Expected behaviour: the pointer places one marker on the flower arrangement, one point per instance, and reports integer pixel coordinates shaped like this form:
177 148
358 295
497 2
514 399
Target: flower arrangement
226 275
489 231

◆ Written problem
Reproduce every one of the lines above without changing a single character.

◆ Task result
Expected behaviour: the pointer places one marker on the flower arrangement, one point per instance, and reports integer pixel coordinates shaped like this form:
177 148
358 295
497 2
514 399
Target: flower arrangement
226 275
489 231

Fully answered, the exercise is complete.